§ À faire:
a – Les affirmations suivantes concordent-elles avec l'article sur la libération du diplomate saoudien ? Répondez par oui ou non à chacune, en citant mot pour mot le passage qui tranche. (i) Le diplomate a été enlevé à Aden le 28 mars 2012. (ii) Le porte-parole du ministère saoudien de l'Intérieur a mentionné le versement d'une rançon. (iii) La médiation tribale a duré trois mois.
b – Veuillez reprendre l'article sur la libération du diplomate saoudien et en rédiger la suite à partir de sa dernière phrase.

§ Passage extrait:
= = = =

Un diplomate saoudien, enlevé il y a trois ans au Yémen, a été libéré lundi par Al-Qaïda, qui réclamait le versement d'une rançon et la libération de djihadistes détenus en Arabie saoudite.

Selon une source tribale, Abdallah al-Khalidi a pu retrouver la liberté en échange d'une rançon - dont le montant n'a pas été précisé - grâce à une médiation tribale menée durant trois semaines par des dignitaires de la province de Chabwa (sud).

Cette information n'a pas pu être confirmée par une autre source.

Le porte-parole du ministère saoudien de l'Intérieur a affirmé pour sa part que la libération de M. Khalidi était le fruit d'«efforts des services de renseignements saoudiens», sans plus de précision. Il n'a évoqué ni rançon ni libération de djihadistes.

Après sa remise en liberté par Al-Qaïda dans la péninsule arabique (AQPA), le diplomate saoudien a été rapatrié à Riyad, où il devait subir des examens médicaux avant de retrouver ses proches, selon le porte-parole du ministère, cité par l'agence officielle Spa.

M. Khalidi, vice-consul d'Arabie saoudite à Aden, dans le sud du Yémen, avait été enlevé dans cette ville le 28 mars 2012.

Selon le porte-parole, le diplomate avait été kidnappé devant sa résidence avant d'être remis, dans une «transaction douteuse», à des membres du «groupe déviant», ce qui désigne Al-Qaïda dans le langage officiel saoudien.

= = = =

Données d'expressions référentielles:
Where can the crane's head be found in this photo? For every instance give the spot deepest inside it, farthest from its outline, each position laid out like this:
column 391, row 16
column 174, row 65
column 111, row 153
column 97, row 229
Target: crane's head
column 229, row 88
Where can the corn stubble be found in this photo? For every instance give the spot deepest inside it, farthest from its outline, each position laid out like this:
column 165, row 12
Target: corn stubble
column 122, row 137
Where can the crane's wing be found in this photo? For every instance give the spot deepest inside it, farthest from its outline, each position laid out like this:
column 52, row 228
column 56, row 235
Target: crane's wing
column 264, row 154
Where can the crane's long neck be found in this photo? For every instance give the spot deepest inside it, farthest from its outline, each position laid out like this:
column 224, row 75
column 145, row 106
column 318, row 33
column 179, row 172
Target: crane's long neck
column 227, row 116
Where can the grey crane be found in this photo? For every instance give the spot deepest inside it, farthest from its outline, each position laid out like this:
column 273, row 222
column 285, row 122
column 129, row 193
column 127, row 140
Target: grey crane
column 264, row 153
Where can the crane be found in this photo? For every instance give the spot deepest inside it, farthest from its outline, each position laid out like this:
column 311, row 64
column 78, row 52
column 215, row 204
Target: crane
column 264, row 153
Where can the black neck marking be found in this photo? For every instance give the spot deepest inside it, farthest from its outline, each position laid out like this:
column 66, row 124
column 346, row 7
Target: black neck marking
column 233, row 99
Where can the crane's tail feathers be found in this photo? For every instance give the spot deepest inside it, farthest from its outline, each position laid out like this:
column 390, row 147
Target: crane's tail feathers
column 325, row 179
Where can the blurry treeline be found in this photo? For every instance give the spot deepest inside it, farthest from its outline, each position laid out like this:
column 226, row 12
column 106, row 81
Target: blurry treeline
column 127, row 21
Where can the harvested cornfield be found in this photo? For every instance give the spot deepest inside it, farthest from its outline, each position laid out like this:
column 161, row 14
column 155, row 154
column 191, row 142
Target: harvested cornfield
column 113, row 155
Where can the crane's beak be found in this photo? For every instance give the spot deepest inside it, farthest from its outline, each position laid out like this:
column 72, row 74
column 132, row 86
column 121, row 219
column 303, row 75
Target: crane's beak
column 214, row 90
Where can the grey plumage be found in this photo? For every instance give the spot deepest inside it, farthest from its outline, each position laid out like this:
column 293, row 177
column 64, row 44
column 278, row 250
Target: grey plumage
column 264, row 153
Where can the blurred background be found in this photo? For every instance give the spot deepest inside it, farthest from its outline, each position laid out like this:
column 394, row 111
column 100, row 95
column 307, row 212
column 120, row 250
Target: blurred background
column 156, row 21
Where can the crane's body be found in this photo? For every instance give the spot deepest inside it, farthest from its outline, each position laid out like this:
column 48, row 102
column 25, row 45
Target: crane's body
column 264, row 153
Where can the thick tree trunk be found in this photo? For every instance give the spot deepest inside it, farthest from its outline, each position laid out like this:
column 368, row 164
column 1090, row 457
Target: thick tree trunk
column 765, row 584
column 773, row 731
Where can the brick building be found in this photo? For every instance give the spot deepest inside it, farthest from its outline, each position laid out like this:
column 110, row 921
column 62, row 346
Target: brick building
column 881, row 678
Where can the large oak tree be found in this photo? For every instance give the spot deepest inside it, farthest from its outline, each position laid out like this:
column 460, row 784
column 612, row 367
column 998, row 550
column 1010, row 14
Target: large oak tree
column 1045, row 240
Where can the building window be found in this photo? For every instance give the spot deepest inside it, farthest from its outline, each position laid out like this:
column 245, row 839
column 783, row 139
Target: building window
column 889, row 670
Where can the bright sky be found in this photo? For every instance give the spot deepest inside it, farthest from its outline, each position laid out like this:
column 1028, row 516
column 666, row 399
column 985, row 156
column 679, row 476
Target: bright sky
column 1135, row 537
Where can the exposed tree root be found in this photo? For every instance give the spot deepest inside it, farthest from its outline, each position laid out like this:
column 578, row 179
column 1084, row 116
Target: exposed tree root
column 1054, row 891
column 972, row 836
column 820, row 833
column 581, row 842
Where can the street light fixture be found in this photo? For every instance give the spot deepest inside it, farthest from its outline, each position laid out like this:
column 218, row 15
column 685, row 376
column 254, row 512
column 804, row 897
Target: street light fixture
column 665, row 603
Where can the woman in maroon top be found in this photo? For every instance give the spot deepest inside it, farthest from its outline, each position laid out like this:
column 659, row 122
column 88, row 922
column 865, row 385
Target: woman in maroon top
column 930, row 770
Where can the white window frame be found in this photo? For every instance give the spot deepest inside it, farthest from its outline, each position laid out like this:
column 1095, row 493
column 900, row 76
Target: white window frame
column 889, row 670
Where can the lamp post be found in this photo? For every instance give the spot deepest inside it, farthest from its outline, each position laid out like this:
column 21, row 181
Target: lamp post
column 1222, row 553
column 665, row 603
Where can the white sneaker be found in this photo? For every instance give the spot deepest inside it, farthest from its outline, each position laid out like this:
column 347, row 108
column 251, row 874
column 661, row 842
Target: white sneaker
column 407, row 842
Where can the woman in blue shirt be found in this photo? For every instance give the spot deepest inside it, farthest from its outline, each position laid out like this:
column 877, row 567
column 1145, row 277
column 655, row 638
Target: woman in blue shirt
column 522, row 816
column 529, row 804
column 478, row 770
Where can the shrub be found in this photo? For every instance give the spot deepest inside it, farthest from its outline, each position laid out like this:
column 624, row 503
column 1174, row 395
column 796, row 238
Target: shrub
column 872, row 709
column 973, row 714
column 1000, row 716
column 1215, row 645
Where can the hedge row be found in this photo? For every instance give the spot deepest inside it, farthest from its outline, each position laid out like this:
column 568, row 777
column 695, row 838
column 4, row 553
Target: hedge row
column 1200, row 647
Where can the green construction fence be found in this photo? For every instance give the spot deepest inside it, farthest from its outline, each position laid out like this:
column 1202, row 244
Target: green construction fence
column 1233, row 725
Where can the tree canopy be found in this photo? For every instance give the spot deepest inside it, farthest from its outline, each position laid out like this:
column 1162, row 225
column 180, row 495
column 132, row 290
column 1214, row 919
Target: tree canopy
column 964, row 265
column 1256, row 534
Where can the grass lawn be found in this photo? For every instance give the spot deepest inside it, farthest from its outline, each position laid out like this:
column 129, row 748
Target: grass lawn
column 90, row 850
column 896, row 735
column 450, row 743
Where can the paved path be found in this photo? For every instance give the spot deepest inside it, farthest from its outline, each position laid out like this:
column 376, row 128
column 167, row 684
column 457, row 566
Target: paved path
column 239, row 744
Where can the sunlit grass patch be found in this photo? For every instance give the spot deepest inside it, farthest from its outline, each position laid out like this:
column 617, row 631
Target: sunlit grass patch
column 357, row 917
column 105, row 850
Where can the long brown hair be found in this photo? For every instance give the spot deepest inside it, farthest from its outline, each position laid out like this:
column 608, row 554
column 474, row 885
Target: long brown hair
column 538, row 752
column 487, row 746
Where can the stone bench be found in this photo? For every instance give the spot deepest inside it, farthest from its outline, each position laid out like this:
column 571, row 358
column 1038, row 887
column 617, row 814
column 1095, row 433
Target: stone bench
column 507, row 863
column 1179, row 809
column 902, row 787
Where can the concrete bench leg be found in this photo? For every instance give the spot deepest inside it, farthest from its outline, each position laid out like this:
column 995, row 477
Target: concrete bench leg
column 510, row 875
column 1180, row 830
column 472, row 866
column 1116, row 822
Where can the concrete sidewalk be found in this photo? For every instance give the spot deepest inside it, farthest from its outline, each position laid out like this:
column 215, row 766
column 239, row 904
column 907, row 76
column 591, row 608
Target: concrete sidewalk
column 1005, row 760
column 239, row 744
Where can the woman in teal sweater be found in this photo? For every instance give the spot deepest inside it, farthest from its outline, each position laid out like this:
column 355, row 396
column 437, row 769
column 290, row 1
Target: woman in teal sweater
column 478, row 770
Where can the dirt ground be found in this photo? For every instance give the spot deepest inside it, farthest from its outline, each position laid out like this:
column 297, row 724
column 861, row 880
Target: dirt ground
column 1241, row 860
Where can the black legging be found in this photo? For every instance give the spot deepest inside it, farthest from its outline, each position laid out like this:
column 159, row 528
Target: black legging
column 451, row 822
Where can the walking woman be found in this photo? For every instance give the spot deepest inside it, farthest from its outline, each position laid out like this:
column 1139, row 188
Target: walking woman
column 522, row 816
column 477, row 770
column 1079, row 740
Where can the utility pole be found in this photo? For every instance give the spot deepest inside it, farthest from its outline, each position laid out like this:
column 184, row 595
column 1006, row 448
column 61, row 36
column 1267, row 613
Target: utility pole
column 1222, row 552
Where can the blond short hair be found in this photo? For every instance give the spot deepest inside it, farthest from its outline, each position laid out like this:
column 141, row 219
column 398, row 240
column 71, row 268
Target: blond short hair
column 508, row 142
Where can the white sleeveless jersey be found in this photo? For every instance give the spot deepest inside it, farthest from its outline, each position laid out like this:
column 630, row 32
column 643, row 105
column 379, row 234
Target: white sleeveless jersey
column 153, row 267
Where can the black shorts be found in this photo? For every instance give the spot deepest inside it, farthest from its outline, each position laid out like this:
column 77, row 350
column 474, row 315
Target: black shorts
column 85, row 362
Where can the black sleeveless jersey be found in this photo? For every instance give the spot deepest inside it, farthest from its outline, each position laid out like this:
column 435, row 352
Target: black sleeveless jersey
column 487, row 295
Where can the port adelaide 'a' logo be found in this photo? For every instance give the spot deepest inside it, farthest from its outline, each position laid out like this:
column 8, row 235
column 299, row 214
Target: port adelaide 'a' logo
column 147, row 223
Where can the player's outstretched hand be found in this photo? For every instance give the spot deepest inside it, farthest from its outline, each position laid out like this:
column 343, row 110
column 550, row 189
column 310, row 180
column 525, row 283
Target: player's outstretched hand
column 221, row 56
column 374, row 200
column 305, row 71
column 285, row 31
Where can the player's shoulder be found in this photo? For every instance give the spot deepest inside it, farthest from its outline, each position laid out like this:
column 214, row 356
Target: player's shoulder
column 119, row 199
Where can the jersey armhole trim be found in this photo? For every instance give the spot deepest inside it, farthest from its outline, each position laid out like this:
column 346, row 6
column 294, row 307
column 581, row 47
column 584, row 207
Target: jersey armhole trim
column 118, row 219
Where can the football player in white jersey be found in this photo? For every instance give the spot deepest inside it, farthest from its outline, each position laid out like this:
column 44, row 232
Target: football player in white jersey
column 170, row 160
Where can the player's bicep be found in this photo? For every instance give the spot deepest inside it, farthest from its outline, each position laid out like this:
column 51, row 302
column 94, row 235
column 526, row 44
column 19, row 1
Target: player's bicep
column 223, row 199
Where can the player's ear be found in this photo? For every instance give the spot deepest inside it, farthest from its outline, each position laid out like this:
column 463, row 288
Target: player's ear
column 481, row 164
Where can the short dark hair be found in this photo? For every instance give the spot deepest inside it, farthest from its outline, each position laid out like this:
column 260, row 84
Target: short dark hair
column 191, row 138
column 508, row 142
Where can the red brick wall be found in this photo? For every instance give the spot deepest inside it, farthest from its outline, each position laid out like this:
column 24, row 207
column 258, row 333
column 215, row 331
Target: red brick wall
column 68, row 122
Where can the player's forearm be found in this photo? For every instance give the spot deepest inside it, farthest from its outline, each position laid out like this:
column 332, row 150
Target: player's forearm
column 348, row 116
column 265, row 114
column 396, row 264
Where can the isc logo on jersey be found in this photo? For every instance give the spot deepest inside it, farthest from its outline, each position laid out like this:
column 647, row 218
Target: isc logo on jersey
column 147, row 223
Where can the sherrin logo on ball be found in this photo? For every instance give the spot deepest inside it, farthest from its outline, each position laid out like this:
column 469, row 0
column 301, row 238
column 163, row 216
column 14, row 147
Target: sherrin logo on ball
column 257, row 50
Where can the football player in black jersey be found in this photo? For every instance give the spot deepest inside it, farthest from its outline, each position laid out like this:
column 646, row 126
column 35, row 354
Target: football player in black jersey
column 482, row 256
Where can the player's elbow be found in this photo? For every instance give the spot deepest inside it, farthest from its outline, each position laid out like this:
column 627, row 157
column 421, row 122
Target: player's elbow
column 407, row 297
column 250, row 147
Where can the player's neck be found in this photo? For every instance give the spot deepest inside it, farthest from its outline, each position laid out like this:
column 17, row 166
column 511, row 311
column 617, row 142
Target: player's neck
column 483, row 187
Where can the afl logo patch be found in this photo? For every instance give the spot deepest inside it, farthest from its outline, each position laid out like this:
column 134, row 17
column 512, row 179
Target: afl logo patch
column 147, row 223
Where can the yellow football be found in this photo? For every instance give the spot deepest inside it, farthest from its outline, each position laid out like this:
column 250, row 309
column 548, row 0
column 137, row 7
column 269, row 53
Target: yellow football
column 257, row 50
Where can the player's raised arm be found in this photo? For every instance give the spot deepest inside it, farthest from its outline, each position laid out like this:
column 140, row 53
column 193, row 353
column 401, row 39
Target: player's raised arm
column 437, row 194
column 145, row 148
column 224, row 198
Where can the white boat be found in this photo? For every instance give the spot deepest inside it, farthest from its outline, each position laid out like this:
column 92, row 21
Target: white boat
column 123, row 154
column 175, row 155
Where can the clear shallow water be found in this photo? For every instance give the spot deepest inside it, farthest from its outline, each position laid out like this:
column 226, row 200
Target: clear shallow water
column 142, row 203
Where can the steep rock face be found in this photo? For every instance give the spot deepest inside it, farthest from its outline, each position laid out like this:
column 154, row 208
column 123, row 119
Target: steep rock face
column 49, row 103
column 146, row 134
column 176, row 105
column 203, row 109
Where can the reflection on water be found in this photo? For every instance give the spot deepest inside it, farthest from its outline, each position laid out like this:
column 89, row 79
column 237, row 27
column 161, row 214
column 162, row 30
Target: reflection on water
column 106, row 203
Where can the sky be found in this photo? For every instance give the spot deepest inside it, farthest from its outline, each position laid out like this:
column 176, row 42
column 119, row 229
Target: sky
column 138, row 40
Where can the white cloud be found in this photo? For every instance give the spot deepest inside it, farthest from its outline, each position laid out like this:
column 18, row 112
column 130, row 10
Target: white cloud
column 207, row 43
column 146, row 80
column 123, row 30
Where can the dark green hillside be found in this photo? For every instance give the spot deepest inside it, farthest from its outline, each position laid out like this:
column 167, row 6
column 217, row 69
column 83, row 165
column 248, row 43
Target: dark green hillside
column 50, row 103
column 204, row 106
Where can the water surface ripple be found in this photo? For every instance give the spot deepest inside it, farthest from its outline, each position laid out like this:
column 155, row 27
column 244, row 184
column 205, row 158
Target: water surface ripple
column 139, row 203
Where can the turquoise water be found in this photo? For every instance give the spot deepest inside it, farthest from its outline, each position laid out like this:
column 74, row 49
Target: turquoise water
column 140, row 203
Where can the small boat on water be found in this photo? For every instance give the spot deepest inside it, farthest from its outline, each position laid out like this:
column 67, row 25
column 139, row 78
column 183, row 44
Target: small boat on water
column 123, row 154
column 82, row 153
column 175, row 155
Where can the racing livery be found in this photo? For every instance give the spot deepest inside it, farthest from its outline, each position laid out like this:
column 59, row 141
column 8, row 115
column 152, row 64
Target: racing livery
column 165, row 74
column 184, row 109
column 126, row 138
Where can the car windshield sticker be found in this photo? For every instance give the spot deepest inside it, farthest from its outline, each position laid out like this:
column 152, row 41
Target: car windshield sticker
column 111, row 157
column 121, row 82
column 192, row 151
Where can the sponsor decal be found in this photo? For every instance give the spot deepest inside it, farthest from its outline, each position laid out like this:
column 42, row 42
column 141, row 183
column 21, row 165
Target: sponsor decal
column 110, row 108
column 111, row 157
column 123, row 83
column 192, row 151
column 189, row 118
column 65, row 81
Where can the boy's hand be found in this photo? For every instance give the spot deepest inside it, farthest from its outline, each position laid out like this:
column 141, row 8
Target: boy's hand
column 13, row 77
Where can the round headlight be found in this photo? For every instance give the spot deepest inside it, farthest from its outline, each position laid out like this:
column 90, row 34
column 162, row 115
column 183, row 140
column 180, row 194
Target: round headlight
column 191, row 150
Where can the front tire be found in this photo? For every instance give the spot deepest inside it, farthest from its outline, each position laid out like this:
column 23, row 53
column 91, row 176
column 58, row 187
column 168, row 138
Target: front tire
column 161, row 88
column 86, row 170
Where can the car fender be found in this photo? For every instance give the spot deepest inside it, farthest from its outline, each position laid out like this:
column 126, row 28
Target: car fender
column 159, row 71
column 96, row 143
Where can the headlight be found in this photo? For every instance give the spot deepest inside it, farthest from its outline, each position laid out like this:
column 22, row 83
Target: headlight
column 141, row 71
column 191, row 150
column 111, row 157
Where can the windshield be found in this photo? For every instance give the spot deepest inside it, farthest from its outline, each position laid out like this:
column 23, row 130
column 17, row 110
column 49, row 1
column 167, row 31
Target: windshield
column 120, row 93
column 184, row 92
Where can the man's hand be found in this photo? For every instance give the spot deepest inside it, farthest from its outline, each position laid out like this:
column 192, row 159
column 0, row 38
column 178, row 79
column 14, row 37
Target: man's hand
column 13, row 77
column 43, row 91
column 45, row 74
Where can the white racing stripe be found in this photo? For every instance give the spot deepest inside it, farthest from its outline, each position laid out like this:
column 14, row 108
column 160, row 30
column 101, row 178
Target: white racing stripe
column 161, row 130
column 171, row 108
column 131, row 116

= = = =

§ Réponses:
a –
(i) Oui : « M. Khalidi, vice-consul d'Arabie saoudite à Aden, dans le sud du Yémen, avait été enlevé dans cette ville le 28 mars 2012. »
(ii) Non : « Il n'a évoqué ni rançon ni libération de djihadistes. »
(iii) Non : « grâce à une médiation tribale menée durant trois semaines »

b –
20 millions de dollars

Pendant sa longue détention, M. Khalidi est apparu au moins cinq fois sur des vidéos d'Al-Qaïda pour demander aux autorités saoudiennes, et notamment au roi Abdallah, désormais décédé, d'accéder aux demandes du réseau extrémiste pour qu'il puisse rentrer dans son pays.

Outre la libération de tous ses membres - dont des femmes - détenus en Arabie saoudite, le réseau extrémiste réclamait une rançon en échange du diplomate. Un médiateur tribal avait expliqué en août 2012 que les ravisseurs avaient demandé initialement 10 millions de dollars, avant de doubler la somme à 20 millions de dollars.

AQPA, née de la fusion des branches saoudienne et yéménite du réseau, est considérée par Washington comme l'aile la plus dangereuse de l'organisation.

Elle est soupçonnée de plusieurs opérations anti-saoudiennes au Yémen, comme un attentat qui avait coûté la vie à un membre de la section militaire de l'ambassade d'Arabie saoudite, abattu en plein jour le 28 novembre 2012 à Sanaa.

AQPA détient encore un diplomate iranien, Nour-Ahmad Nikbakht, enlevé en juillet dernier.

Selon Washington, AQPA a «assassiné» en décembre deux otages, l'Américain Luke Somers et le Sud-Africain Pierre Korkie, lors d'une opération des forces spéciales américaines visant à les libérer dans le sud du Yémen.

La remise en liberté de l'otage saoudien est de son côté intervenue quelques jours après une décision de l'Arabie saoudite de transférer son ambassade de Sanaa, capitale contrôlée par la milice chiite des Houthis, à Aden, en signe de soutien au président yéménite Abd Rabbo Mansour Hadi.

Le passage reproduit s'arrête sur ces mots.